WORK REQUIRED:
Render every line of the entries below as a numbered list. Omit blank lines and leave the pictures out.
————
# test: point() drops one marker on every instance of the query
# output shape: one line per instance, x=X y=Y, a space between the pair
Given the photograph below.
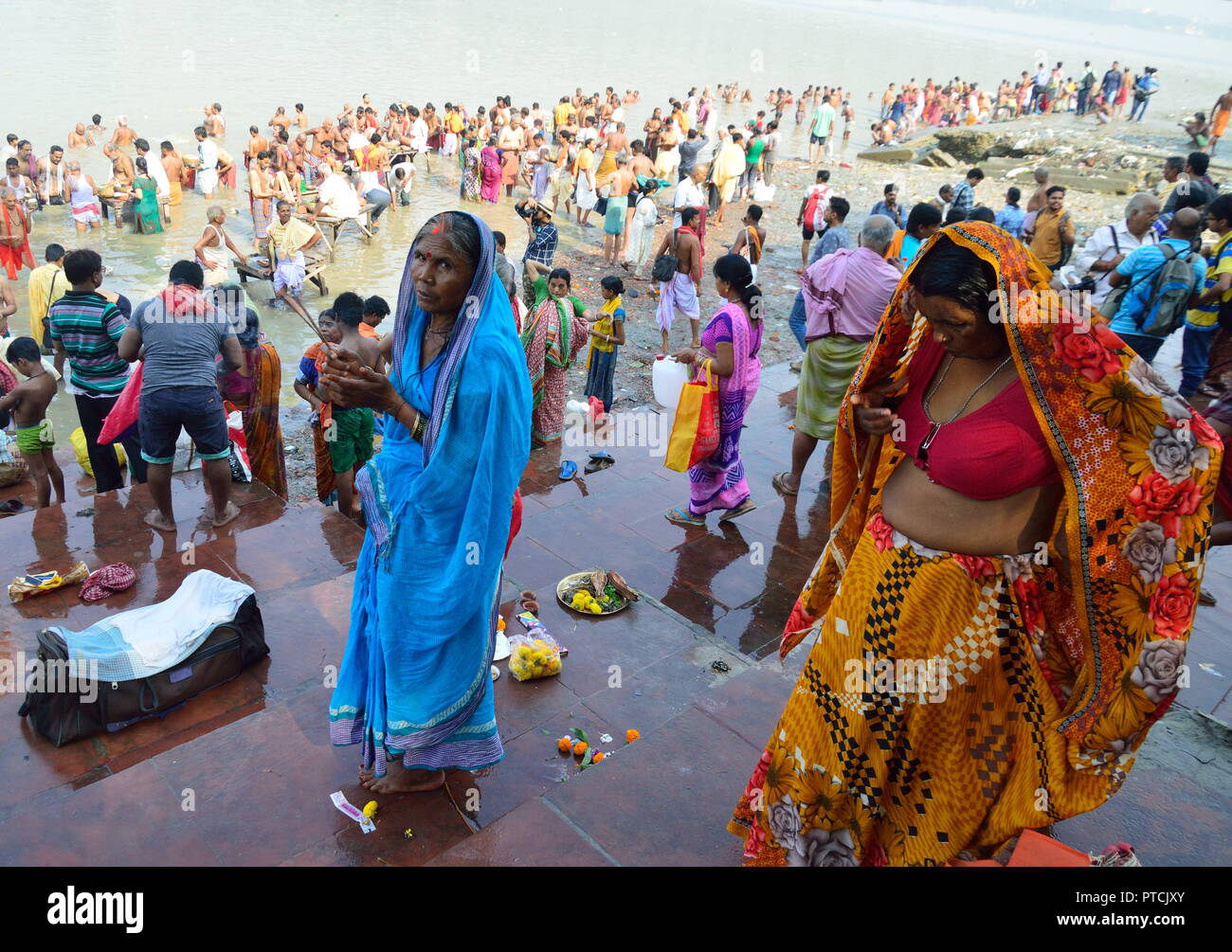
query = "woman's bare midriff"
x=949 y=521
————
RESULT FOR THIS EXERCISE:
1. # test: point() drops one marker on every instance of the query
2. # output shape: one line per instance, x=X y=Y, a space between the pair
3. Given the photograph below.
4. query = "woman's bare midriff"
5. x=949 y=521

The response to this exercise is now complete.